What is needed
Copy out the lines of the records verbatim, beginning at the line that contains "Target: <item>green foliage</item>" and continuing through the end of the records.

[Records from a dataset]
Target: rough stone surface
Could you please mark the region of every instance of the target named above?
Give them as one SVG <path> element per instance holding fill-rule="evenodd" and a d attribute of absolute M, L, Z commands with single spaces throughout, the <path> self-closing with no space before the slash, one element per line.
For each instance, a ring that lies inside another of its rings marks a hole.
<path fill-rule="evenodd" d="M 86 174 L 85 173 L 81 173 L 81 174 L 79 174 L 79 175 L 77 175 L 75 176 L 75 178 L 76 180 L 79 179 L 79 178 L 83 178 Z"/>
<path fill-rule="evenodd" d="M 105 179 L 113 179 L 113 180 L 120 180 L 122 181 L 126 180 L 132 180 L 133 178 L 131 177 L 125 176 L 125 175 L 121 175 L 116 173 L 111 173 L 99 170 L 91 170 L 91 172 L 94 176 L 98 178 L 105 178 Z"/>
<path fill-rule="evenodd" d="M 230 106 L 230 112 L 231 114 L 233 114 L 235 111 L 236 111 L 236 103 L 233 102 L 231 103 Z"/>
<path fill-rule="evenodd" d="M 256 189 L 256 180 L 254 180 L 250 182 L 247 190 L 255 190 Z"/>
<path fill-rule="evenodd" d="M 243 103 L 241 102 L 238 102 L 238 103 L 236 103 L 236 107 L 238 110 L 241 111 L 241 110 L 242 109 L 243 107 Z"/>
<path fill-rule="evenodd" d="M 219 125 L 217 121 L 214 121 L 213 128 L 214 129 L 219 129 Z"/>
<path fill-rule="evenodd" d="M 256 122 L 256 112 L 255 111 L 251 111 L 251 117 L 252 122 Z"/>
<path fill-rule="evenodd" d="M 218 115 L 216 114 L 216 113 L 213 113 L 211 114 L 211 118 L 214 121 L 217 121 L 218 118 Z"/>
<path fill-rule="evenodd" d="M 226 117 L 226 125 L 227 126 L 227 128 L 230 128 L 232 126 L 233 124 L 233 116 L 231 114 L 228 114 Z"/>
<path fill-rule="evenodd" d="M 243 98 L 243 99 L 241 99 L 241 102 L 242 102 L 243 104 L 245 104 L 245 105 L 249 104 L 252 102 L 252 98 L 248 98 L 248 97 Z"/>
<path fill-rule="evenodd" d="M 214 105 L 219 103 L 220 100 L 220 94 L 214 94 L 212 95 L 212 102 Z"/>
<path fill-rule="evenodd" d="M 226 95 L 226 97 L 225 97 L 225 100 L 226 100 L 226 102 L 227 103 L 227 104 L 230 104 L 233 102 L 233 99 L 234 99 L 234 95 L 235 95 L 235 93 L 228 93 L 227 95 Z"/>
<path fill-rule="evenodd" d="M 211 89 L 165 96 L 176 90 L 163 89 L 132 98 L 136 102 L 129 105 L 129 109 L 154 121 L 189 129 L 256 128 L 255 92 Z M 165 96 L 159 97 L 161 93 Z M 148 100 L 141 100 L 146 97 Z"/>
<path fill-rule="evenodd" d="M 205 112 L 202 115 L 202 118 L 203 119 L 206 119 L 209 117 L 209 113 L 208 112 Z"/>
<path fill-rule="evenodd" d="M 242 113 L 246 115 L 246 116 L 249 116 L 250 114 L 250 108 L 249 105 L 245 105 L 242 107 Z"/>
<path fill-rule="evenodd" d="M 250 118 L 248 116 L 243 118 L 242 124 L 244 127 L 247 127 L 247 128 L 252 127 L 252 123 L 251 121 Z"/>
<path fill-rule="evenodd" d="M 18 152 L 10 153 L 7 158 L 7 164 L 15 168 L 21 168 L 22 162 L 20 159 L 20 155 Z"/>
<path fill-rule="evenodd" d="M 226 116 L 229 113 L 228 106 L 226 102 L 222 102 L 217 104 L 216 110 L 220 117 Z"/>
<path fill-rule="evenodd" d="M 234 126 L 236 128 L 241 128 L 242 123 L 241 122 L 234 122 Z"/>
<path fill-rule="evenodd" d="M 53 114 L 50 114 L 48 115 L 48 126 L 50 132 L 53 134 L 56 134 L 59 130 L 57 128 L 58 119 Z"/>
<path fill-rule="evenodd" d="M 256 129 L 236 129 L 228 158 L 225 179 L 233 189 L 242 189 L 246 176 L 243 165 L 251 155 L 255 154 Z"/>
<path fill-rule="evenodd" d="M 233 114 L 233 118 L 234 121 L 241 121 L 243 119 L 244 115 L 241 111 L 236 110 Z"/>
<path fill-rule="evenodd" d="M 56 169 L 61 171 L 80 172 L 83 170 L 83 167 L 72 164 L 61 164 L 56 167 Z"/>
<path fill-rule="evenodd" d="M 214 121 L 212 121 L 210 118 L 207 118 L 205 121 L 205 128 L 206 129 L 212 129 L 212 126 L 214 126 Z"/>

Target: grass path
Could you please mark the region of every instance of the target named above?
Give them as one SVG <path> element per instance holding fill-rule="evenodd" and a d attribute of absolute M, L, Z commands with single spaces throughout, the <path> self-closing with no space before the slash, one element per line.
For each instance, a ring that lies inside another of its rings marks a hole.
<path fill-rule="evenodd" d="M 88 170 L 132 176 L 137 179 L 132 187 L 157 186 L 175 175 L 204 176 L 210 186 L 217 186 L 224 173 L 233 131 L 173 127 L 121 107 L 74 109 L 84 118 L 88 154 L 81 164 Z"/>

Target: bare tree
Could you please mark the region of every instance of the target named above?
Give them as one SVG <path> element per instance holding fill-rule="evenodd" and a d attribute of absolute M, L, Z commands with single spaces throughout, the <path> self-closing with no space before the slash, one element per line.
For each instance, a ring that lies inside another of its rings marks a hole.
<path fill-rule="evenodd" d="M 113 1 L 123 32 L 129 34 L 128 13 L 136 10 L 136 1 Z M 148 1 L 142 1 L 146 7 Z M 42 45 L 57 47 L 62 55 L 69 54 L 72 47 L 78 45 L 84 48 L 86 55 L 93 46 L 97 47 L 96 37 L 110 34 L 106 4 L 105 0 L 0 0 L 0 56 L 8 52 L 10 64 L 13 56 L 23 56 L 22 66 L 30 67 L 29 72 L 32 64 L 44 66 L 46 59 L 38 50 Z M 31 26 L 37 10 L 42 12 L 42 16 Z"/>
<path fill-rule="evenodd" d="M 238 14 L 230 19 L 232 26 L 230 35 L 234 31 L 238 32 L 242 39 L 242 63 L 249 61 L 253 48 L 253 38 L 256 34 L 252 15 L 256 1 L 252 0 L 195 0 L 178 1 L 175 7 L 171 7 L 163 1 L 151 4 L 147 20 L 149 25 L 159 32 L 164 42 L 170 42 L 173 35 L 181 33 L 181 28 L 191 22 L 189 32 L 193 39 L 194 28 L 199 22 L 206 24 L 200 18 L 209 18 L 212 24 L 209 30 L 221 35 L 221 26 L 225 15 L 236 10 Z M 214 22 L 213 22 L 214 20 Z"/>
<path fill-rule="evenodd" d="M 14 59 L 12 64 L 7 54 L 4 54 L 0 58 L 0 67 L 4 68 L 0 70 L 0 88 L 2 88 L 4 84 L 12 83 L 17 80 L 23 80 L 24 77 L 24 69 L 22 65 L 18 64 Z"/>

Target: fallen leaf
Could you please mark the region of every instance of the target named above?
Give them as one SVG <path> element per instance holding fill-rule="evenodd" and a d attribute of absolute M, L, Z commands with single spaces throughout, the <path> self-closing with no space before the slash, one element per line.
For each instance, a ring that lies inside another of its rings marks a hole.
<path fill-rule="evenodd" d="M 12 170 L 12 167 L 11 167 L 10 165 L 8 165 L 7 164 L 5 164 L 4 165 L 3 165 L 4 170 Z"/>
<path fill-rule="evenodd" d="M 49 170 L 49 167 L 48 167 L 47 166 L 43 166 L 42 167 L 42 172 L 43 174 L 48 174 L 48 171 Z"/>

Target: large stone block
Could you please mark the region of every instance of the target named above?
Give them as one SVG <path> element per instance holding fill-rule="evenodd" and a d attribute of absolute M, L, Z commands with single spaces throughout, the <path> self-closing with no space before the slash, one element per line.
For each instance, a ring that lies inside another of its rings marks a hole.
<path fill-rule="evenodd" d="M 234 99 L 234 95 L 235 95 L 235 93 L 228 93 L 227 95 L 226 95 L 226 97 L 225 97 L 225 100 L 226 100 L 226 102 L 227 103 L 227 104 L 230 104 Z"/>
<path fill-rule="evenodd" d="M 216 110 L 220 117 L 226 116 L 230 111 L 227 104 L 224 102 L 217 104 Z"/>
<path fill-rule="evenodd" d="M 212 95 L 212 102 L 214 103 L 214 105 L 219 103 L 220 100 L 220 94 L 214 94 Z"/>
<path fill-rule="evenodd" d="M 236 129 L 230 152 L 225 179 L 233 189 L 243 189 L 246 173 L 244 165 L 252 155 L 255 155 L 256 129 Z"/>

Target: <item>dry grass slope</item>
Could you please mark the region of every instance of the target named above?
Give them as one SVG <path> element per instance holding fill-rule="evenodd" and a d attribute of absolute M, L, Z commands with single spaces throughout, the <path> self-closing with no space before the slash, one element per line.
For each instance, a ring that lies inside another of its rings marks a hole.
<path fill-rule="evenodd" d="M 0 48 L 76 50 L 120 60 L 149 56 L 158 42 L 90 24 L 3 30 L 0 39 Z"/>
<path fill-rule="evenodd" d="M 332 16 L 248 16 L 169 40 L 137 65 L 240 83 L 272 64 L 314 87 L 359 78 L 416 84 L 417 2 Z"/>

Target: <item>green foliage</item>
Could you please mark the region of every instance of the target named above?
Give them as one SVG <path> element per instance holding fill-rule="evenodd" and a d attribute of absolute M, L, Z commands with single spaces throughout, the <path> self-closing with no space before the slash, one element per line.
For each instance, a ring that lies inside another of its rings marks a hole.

Written response
Target: <item>green foliage</item>
Could you please mark the region of every instance of the target named above?
Give them as one SVG <path> element per instance holding fill-rule="evenodd" and a d attribute of absolute M, L, Z commands with single spaces throughout, the <path> self-closing with no space before the slash, one element per line.
For each instance, a ring that lies inside another of its rings marks a hole.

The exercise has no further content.